» Given request:
Render all of the rows below as a Markdown table with the columns No and Line, giving each line its number and omitting blank lines. Leave the pictures out of the table.

» Data rows:
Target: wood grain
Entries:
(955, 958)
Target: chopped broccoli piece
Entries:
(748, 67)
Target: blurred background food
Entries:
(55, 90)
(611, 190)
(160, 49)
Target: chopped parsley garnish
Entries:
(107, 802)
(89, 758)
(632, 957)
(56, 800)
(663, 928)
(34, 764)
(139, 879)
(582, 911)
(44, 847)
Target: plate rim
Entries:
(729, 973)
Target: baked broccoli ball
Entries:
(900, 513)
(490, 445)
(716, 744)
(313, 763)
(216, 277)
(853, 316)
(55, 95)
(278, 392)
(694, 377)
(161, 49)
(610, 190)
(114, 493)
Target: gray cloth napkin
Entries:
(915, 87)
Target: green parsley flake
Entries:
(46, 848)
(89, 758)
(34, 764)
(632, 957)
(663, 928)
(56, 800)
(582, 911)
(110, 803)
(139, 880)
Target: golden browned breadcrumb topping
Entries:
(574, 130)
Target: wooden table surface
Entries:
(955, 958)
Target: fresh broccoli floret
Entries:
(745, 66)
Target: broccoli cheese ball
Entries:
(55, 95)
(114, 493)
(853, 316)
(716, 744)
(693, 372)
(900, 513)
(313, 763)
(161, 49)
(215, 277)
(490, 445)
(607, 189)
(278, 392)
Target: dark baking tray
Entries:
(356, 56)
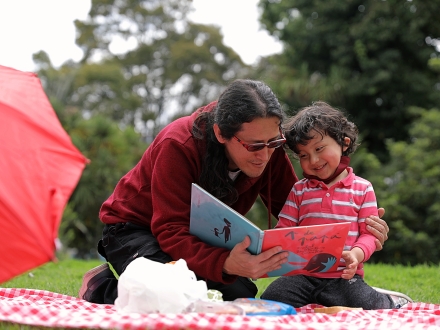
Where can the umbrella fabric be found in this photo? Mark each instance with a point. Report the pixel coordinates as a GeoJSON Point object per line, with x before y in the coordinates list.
{"type": "Point", "coordinates": [39, 168]}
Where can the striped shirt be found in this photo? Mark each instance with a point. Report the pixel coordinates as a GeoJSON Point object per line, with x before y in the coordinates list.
{"type": "Point", "coordinates": [311, 202]}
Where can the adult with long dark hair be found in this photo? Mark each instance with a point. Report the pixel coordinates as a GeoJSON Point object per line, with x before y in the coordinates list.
{"type": "Point", "coordinates": [230, 148]}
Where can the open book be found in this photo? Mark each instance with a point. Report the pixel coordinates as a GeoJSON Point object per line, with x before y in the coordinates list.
{"type": "Point", "coordinates": [311, 248]}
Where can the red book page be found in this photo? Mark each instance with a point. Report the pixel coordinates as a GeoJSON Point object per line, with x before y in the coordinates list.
{"type": "Point", "coordinates": [312, 249]}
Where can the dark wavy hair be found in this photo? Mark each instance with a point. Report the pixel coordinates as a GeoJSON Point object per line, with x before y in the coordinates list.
{"type": "Point", "coordinates": [323, 119]}
{"type": "Point", "coordinates": [241, 102]}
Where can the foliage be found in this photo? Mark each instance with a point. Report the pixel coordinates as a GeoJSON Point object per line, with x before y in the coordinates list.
{"type": "Point", "coordinates": [110, 102]}
{"type": "Point", "coordinates": [172, 66]}
{"type": "Point", "coordinates": [411, 194]}
{"type": "Point", "coordinates": [368, 57]}
{"type": "Point", "coordinates": [112, 153]}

» Response to this task:
| No | Line |
|---|---|
| 1 | Target: wood grain |
| 2 | Entries: |
| 3 | (955, 958) |
| 4 | Target: chopped broccoli piece |
| 5 | Entries: |
| 6 | (748, 67) |
| 7 | Target: blurred background food |
| 8 | Entries: |
| 9 | (55, 90) |
| 10 | (611, 190) |
| 11 | (160, 49) |
| 12 | Target: chopped parsley garnish |
| 13 | Entries: |
| 14 | (107, 802) |
| 15 | (89, 758) |
| 16 | (632, 957) |
| 17 | (56, 800) |
| 18 | (663, 928) |
| 19 | (34, 764) |
| 20 | (139, 879) |
| 21 | (582, 911) |
| 22 | (44, 847) |
| 23 | Target: plate rim |
| 24 | Entries: |
| 25 | (729, 973) |
| 26 | Target: baked broccoli ball |
| 27 | Entries: |
| 28 | (900, 513) |
| 29 | (490, 445) |
| 30 | (716, 744) |
| 31 | (313, 763) |
| 32 | (216, 277) |
| 33 | (853, 316) |
| 34 | (55, 95) |
| 35 | (278, 392) |
| 36 | (694, 377) |
| 37 | (161, 49) |
| 38 | (610, 190) |
| 39 | (114, 493) |
| 40 | Target: gray cloth napkin |
| 41 | Entries: |
| 42 | (915, 87) |
| 43 | Target: green parsley flake |
| 44 | Entries: |
| 45 | (46, 848) |
| 46 | (89, 758) |
| 47 | (34, 764) |
| 48 | (632, 957) |
| 49 | (663, 928) |
| 50 | (56, 800) |
| 51 | (582, 911) |
| 52 | (110, 803) |
| 53 | (139, 880) |
| 54 | Target: golden browned breadcrumb topping |
| 55 | Entries: |
| 56 | (574, 130) |
| 57 | Target: wooden table surface |
| 58 | Entries: |
| 59 | (955, 958) |
| 60 | Target: fresh broccoli floret |
| 61 | Entries: |
| 62 | (745, 66) |
| 63 | Target: broccoli cheese ball |
| 64 | Entries: |
| 65 | (55, 95) |
| 66 | (114, 493) |
| 67 | (853, 316) |
| 68 | (716, 744) |
| 69 | (693, 372) |
| 70 | (900, 513) |
| 71 | (313, 763) |
| 72 | (161, 49) |
| 73 | (215, 277) |
| 74 | (490, 445) |
| 75 | (607, 189) |
| 76 | (278, 392) |
| 77 | Target: dark baking tray |
| 78 | Entries: |
| 79 | (356, 56) |
| 80 | Where can the umbrella fabric be found in this photo? Mark each instance with a point. Report the pixel coordinates as a GeoJSON Point object per line, with x before y in the coordinates list. |
| 81 | {"type": "Point", "coordinates": [39, 168]} |
| 82 | Where can the striped shirt be found in this photo? Mark each instance with a point. Report the pixel coordinates as a GeoJSON Point object per line, with x before y in the coordinates list. |
| 83 | {"type": "Point", "coordinates": [311, 202]} |
| 84 | Where can the adult with long dark hair be found in this photo? Mark each instance with a point. Report the pixel coordinates as a GeoJSON Point object per line, with x before y in the coordinates list. |
| 85 | {"type": "Point", "coordinates": [230, 148]} |
| 86 | Where can the open book be found in this photo? Mark each instance with a point. Report the pixel coordinates as a GeoJSON Point object per line, with x before y in the coordinates list. |
| 87 | {"type": "Point", "coordinates": [311, 248]} |
| 88 | Where can the red book page be found in this photo? Mark each instance with a point. Report the pixel coordinates as a GeoJSON Point object per line, with x before y in the coordinates list. |
| 89 | {"type": "Point", "coordinates": [312, 249]} |
| 90 | Where can the dark wavy hair be found in this photo? Mark each instance with a point. Report the pixel coordinates as a GeoJSON Point object per line, with x before y in the coordinates list. |
| 91 | {"type": "Point", "coordinates": [323, 119]} |
| 92 | {"type": "Point", "coordinates": [241, 102]} |
| 93 | Where can the foliage be found in this photo? Mark each instance with a point. Report the pixel coordinates as a GeoJSON Point object per line, with x before y in the coordinates list. |
| 94 | {"type": "Point", "coordinates": [110, 102]} |
| 95 | {"type": "Point", "coordinates": [172, 66]} |
| 96 | {"type": "Point", "coordinates": [411, 194]} |
| 97 | {"type": "Point", "coordinates": [368, 57]} |
| 98 | {"type": "Point", "coordinates": [112, 153]} |